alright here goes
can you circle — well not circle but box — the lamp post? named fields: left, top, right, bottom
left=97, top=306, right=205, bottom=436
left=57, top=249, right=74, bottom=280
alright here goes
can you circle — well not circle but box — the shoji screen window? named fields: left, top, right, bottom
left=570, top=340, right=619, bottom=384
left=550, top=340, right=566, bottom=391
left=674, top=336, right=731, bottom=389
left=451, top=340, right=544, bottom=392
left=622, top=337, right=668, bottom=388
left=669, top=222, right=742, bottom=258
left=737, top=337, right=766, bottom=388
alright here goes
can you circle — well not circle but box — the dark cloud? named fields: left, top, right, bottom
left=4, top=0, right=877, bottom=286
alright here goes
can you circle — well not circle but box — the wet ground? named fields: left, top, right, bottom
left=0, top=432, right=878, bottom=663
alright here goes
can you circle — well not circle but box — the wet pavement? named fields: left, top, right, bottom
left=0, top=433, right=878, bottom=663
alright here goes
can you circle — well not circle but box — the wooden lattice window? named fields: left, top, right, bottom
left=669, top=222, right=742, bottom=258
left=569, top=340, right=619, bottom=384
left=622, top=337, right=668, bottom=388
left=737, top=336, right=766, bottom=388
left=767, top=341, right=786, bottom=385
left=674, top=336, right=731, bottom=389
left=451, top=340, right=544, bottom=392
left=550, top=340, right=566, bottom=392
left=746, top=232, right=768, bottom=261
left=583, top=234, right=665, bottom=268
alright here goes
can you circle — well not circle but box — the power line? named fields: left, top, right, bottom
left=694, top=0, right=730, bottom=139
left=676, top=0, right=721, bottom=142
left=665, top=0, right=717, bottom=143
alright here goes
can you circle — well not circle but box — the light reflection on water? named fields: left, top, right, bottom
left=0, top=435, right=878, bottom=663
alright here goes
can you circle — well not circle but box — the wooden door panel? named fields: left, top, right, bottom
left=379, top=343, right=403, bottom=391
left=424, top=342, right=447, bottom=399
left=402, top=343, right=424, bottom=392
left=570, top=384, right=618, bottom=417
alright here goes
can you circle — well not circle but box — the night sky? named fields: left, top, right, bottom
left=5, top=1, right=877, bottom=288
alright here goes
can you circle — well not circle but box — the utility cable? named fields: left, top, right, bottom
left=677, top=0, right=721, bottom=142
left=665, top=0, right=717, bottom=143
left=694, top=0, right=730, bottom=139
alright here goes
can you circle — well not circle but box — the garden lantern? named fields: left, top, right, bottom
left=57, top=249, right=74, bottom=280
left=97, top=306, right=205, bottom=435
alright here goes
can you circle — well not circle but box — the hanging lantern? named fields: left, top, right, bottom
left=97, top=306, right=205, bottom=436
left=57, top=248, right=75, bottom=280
_ _ _ _ _
Please set down the whole listing above without altering a single line.

## ANSWER FOR THE TASK
alright here goes
can you circle — well not circle but box — the lamp post? named fields: left, top, right, bottom
left=97, top=306, right=205, bottom=436
left=57, top=249, right=74, bottom=280
alright here goes
can you circle — well not circle but box — the shoji screen window? named fields: left, top, right, bottom
left=570, top=340, right=619, bottom=384
left=550, top=340, right=566, bottom=391
left=674, top=336, right=731, bottom=389
left=451, top=340, right=544, bottom=392
left=622, top=337, right=668, bottom=388
left=669, top=222, right=742, bottom=258
left=737, top=337, right=766, bottom=388
alright here goes
can you circle — well not circle but box — the dark cloud? named fields: left, top, right, bottom
left=4, top=0, right=877, bottom=286
alright here goes
can you circle — well not circle but box — the wet ground? named fields: left, top, right, bottom
left=0, top=432, right=878, bottom=663
alright here goes
can you circle — well not circle but box — the wet pavement? named fields: left, top, right, bottom
left=0, top=433, right=878, bottom=663
alright here goes
can you circle — well not circle but box — the wooden lattice window? named fields: left, top, right, bottom
left=669, top=222, right=742, bottom=258
left=569, top=340, right=619, bottom=384
left=622, top=337, right=668, bottom=388
left=737, top=336, right=766, bottom=388
left=767, top=341, right=786, bottom=385
left=674, top=336, right=731, bottom=389
left=451, top=340, right=544, bottom=392
left=550, top=340, right=566, bottom=392
left=746, top=232, right=768, bottom=261
left=583, top=234, right=665, bottom=268
alright here goes
can you circle — well not circle but box — the power line? named fields: left, top, right, bottom
left=694, top=0, right=730, bottom=139
left=676, top=0, right=721, bottom=142
left=665, top=0, right=717, bottom=143
alright here goes
can you circle — well not circle but box — the light reflection on water? named fields: left, top, right, bottom
left=0, top=435, right=878, bottom=663
alright here goes
can you circle — well not circle but box — the wooden door panel? named fields: left, top, right, bottom
left=379, top=343, right=403, bottom=391
left=424, top=342, right=447, bottom=399
left=402, top=343, right=424, bottom=392
left=570, top=384, right=618, bottom=417
alright here goes
can you circle — well not circle but box — the night sky? named fields: left, top, right, bottom
left=5, top=1, right=877, bottom=288
alright here goes
can you circle — well not circle but box — the utility cable? named fields: left, top, right, bottom
left=677, top=0, right=721, bottom=142
left=665, top=0, right=717, bottom=143
left=694, top=0, right=730, bottom=139
alright here goes
can you circle — well not circle but box — the garden lantern? named fields: left, top, right, bottom
left=57, top=249, right=74, bottom=280
left=97, top=306, right=205, bottom=435
alright here goes
can you circle — well not circle but box — the hanging lantern? named fields: left, top, right, bottom
left=97, top=306, right=205, bottom=436
left=57, top=248, right=75, bottom=280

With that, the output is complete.